EXTRAIT DU TEXTE>
- - - - -

Participent, entre autres, à cette initiative la Conférence épiscopale italienne (CEI), l’université pontificale Grégorienne, l’université de Bologne, les supérieures majeures (UISG)…
Une conscience ecclésiale
Mgr José Rodríguez Carballo, archevêque espagnol, secrétaire du dicastère pour la vie consacrée, également présent lors de la conférence de presse, a rappelé que pour disposer de leur patrimoine culturel et spirituel, par exemple d’objets liturgiques, les communautés ont besoin de demander la permission congrégation, de respecter le droit canon. Il constate que lorsque ce n’est pas fait, ce n’est pas de « la mauvaise volonté », mais un manque de formation. Parfois des éléments importants disparaissent, du fait des « vautours » qui viennent tourner autour de communautés vieillissantes ou très peu nombreuses. Il espère qu’une prise de conscience sera un des « fruits congrès ».
Il donne l’exemple d’un monastère où il n’y a plus que deux personnes très âgées: ces « vautours » viennent en profiter pour acquérir un beau meuble ancien, proposant en échange le meuble d’un fabriquant moderne, certes plus commode, mais c’est ainsi qu’un patrimoine mobilier disparaît.
Il rappelle aussi l’engagement des deux dicastères romains impliqués à choisir des monastères ou des ordres religieux qui peuvent être spécialement formés de façon à ce que les autres puissent s’appuyer sur eux pour établir des catalogues, faire des photos, numériser. Il note au passage la méfiance de certaines communautés devant le catalogage par peur de ne plus être « libres » de disposer de leur patrimoine comme ils l’entendent.

- - - - -

CONSIGNES ÉCRITES>
1. Dans le texte sur le patrimoine religieux, quelles institutions sont nommées comme participant à l'initiative ?
2. D'après le texte sur le patrimoine religieux, pourquoi certaines communautés se méfient-elles du catalogage ?
3. Poursuivez le texte sur le patrimoine religieux à partir de sa dernière phrase.

- - - - -

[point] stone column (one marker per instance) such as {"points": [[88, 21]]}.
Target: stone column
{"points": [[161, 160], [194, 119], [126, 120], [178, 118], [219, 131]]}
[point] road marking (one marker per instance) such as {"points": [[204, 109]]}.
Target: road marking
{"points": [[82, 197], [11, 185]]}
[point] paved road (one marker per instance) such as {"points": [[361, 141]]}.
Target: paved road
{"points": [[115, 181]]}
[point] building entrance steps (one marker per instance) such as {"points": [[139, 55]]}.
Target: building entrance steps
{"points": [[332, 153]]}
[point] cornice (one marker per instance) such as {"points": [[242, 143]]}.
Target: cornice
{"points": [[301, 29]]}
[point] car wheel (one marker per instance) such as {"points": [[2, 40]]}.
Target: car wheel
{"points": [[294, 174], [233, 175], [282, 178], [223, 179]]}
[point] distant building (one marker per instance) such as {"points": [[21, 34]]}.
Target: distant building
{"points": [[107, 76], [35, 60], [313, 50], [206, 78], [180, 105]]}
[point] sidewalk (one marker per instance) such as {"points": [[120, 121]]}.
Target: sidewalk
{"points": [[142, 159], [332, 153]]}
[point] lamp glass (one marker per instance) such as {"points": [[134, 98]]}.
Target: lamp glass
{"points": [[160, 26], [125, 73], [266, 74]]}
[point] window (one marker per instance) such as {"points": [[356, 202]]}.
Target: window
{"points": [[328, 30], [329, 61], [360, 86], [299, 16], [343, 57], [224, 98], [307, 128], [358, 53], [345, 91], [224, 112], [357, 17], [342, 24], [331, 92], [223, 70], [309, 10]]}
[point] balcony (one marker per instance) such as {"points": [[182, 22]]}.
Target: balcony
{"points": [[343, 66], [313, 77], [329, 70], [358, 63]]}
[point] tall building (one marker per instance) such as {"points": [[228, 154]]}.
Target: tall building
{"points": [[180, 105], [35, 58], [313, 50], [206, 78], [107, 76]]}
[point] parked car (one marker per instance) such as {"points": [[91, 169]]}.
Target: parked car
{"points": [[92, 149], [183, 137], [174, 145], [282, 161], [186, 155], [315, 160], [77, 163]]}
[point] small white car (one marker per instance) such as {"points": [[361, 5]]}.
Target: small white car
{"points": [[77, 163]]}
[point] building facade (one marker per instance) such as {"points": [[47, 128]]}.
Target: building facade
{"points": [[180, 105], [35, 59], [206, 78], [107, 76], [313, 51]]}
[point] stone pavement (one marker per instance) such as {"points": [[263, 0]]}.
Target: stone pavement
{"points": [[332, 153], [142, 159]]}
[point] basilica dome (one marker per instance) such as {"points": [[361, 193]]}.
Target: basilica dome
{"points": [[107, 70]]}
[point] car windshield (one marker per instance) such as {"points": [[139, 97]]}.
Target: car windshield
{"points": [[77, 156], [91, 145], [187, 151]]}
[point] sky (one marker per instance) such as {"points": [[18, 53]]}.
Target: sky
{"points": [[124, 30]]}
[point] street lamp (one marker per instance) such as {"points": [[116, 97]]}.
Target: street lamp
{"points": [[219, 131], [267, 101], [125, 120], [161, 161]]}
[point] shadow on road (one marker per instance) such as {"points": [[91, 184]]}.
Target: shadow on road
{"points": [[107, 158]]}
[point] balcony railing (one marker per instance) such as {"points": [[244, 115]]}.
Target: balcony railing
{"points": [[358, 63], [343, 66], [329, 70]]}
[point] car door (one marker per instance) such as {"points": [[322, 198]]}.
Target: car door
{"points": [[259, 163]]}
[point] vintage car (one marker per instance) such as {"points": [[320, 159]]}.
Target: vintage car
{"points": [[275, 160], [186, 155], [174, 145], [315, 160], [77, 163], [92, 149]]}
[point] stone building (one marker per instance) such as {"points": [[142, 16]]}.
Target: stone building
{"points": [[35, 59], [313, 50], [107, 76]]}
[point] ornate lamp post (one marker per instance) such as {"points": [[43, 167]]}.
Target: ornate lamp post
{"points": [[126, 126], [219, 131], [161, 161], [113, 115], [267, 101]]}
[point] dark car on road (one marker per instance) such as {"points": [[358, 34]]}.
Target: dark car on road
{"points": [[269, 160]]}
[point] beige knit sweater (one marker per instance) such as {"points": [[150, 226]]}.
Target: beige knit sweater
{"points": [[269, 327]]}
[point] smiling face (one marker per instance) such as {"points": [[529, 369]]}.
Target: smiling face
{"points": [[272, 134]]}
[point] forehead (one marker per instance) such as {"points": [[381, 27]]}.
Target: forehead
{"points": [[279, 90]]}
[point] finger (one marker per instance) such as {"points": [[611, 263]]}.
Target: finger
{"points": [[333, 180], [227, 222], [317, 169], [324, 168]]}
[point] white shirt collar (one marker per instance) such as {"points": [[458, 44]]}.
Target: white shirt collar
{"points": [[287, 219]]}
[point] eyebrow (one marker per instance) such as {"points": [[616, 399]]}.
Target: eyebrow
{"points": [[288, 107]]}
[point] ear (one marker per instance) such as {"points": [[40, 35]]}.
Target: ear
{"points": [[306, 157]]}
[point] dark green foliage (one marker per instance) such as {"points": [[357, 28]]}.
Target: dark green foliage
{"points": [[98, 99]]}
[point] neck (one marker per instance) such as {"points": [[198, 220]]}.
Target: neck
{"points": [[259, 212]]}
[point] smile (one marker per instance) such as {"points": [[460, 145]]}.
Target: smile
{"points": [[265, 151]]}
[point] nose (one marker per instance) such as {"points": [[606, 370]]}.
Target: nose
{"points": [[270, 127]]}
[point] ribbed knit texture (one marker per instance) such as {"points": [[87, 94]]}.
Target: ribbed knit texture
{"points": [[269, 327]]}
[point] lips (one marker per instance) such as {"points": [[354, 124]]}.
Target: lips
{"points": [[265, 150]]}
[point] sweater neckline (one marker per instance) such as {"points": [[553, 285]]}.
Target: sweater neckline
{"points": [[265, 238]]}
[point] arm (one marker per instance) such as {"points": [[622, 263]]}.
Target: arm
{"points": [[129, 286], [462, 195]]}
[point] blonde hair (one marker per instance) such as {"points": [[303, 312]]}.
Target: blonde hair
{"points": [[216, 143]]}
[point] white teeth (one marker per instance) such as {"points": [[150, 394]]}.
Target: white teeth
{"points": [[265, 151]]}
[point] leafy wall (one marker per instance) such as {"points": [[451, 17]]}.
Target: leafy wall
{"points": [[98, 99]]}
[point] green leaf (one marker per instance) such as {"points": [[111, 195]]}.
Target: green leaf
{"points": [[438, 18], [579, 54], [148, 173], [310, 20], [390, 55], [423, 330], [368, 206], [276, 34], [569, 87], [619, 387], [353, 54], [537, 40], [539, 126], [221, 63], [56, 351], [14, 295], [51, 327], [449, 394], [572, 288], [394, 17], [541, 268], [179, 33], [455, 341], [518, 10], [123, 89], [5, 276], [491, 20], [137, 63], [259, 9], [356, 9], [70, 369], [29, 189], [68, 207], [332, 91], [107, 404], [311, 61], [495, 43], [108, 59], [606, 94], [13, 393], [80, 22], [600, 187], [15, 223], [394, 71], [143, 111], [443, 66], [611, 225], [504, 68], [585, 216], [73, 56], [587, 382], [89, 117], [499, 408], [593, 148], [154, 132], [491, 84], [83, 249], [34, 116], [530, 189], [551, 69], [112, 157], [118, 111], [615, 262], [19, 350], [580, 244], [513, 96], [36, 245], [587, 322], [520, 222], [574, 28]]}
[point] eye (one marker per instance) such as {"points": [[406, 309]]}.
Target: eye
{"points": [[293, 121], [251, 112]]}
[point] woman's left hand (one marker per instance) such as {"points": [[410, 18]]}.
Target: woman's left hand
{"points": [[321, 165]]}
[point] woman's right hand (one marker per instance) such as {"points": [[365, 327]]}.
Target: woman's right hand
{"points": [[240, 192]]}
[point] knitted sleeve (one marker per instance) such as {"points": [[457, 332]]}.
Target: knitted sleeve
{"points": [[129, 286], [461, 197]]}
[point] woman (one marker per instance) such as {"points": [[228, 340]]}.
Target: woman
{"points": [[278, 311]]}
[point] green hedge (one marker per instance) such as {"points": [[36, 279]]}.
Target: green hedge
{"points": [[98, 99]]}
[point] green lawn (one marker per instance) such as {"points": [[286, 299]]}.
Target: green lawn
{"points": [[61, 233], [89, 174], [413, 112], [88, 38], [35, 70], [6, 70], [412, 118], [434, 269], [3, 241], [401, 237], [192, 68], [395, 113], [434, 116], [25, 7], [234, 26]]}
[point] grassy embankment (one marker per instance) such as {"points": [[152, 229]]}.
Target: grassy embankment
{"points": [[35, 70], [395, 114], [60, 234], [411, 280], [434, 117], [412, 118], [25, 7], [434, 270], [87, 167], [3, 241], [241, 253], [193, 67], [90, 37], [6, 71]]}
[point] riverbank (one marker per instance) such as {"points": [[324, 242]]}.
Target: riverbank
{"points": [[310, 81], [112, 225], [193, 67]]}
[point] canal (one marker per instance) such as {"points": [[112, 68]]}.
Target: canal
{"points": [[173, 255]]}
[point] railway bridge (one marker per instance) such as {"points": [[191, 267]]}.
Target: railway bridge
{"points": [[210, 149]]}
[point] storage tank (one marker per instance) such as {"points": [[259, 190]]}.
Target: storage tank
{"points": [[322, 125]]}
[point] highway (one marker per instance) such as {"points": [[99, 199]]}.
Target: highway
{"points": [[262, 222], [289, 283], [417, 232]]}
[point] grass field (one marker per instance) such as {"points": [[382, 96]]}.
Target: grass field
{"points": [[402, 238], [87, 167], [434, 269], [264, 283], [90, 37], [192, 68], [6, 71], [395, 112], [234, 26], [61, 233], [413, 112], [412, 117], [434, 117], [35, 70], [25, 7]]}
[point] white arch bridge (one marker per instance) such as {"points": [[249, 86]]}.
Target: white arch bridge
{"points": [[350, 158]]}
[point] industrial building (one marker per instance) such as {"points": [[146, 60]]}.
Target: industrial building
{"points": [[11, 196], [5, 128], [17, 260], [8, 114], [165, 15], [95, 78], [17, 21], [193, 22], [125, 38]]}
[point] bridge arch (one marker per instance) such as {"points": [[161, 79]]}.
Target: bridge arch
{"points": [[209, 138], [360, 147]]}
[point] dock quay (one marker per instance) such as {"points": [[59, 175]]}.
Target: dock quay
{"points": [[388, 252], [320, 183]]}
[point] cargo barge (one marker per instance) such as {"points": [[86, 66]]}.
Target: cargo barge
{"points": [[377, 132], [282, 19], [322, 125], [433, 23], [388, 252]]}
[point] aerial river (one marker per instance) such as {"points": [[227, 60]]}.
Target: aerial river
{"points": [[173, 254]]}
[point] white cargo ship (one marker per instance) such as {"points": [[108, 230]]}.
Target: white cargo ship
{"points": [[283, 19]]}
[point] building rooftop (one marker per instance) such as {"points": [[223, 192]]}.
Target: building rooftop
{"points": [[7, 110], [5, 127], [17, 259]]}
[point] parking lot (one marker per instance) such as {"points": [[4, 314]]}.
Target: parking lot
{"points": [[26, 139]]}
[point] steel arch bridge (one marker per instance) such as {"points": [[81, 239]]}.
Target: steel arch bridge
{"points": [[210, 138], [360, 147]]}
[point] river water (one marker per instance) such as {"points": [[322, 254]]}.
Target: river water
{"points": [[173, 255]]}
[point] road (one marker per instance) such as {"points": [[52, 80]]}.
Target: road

- - - - -

RÉPONSES PAR CONSIGNE>
1.
- la Conférence épiscopale italienne (CEI)
- l'université pontificale Grégorienne
- l'université de Bologne
- les supérieures majeures (UISG)

2. Elles ont peur de ne plus être « libres » de disposer de leur patrimoine comme elles l'entendent.

3.
Il cite aussi le cas de l’Espagne où un certain conflit existe alors que deux régions avaient des vues sur le patrimoine.
Pour Mgr Carballo, il faudrait récupérer un « sens ecclésial » pour les biens des religieux qui sont « des biens ecclésiastiques »: il explique qu’il manque cette culture. On se dit « j’ai un objet précieux, il est mien! », mais » non », répond Mgr Carballo, « il appartient à l’Eglise ». il appelle de ses voeux un « réveil de la conscience » que les biens ecclésiastiques sont des biens de l’Eglise: « Je me sens Eglise, je donne la priorité au retour à l’Eglise » si je dois m’en défaire.
L’importance du travail interdicastériel
Le cardinal Gianfranco Ravasi insiste sur l’importance de ce travail « interdicarstériel » et il invoque deux exemple.
Sa première expérience est celle de la direction de la bibliothèque et pinacothèque ambrosienne à Milan: il y avait un fonds du monastère bénédictin de Saint Colomban à Bobbio. Il y avait eu une « déprédation » avec 75 manuscrits « acquis » à Bobbio par le fondateur de la bibliothèque ambrosienne, en échange de volumes imprimés: des éléments remontant au 5e siècle. Mais « heureuse faute »: cela a permis finalement de conserver ce patrimoine.
Autre expérience: en 2018, il y a eu à la Grégorienne un congrès demandant: « Dieu n’habite plus ici? » Sur le problème « sévère » de la « démission » des églises fermées et utilisées à d’autres fins. On n’avait pas alors intégré dans la réflexion les biens culturels des instituts de vie consacrée.
D’ores et déjà des propositions sont déjà arrivées. Le patrimoine est « imposant », « extraordinaire », mais les présences religieuses et les religieux ont diminué en nombre ces 30 dernières années, constate le cardinal Ravasi.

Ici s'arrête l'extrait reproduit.